- [Given passage]:
Segment Open

---
name: successor-handoff
description: Use when orchestrating long-running autonomous work — overnight runs, multi-hour research, multi-track experiments, 10+ hour jobs — where a single Claude context window cannot hold the full run. Establishes a lean parent orchestrator, file-first subagents, and successor-handoff (fresh subagent spawned mid-run when context pressure rises). This is distinct from session-handoff, which is for end-of-run delivery to a human — use successor-handoff instead whenever the handoff is agent-to-agent and mid-run. Trigger on any mention of overnight workflows, autonomous multi-track runs, context-window budgeting for long jobs, successor or continuation agents, mid-run context pressure, file-first orchestration, lean-parent patterns, or scenarios where the user needs work to continue without a human in the loop.
---

# Successor Handoff

A pattern for running many-hour autonomous workflows without hitting a single context window.

Three rules, one parent, many successor hops. The parent never fills up because it reads only status files. Each track's subagent stays lean via file-first discipline. When a subagent's context does start to swell, a fresh successor spawns in seconds with the filesystem as its memory — no human in the loop, no narrative compression.

Segment Closed

- [Directions]:
a - Answer these questions about the successor-handoff text:
(i) According to the description, what is session-handoff used for?
(ii) Why does the parent never fill up?
(iii) When a fresh successor spawns, what serves as its memory?
b - Reproduce the successor-handoff text between "Three rules, one" and "no narrative compression.", inclusive.
c - Write what comes next in the successor-handoff text, picking up after its last sentence.

- [Data extract]:
Segment Open

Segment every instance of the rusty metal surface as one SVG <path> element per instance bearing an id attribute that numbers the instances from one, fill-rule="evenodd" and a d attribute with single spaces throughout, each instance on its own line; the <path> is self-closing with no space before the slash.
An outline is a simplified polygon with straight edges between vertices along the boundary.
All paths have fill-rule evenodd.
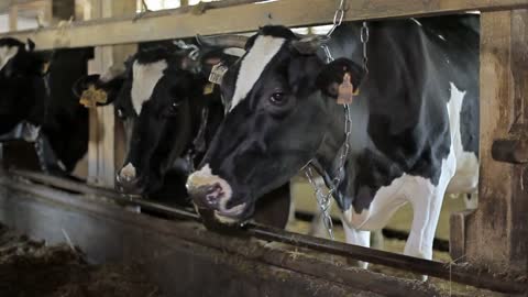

Segment Closed

- [Outputs by task]:
a -
(i) End-of-run delivery to a human.
(ii) Because it reads only status files.
(iii) The filesystem.

b -
Three rules, one parent, many successor hops. The parent never fills up because it reads only status files. Each track's subagent stays lean via file-first discipline. When a subagent's context does start to swell, a fresh successor spawns in seconds with the filesystem as its memory — no human in the loop, no narrative compression.

c -
## The Problem

Autonomous workflows that need many hours of wall-clock time — overnight research, multi-track experiments, 10-hour BigQuery exploration — cannot fit in a single Claude context window. Two naive patterns exist, and both fail:

1. **Work until context fills, then session-handoff to a human, then resume.** Costs minutes-to-hours per round-trip. Requires a human at an unpredictable time. Each handoff is a lossy narrative compression.
2. **Keep one giant context alive.** Claude degrades before it errors. Tool outputs that never get pruned clog the prompt. Quality drops quietly.

The pattern in this skill replaces both. The parent orchestrator is permanently lean (reads only status files, never query outputs), so it isn't the thing filling up. Each track is a subagent using disk as memory (per planning-with-files). When a subagent does get stretched, a fresh successor is dispatched in seconds with a resume prompt pointing at the state directory. No human needed. No narrative summary needed. The file system **is** the knowledge.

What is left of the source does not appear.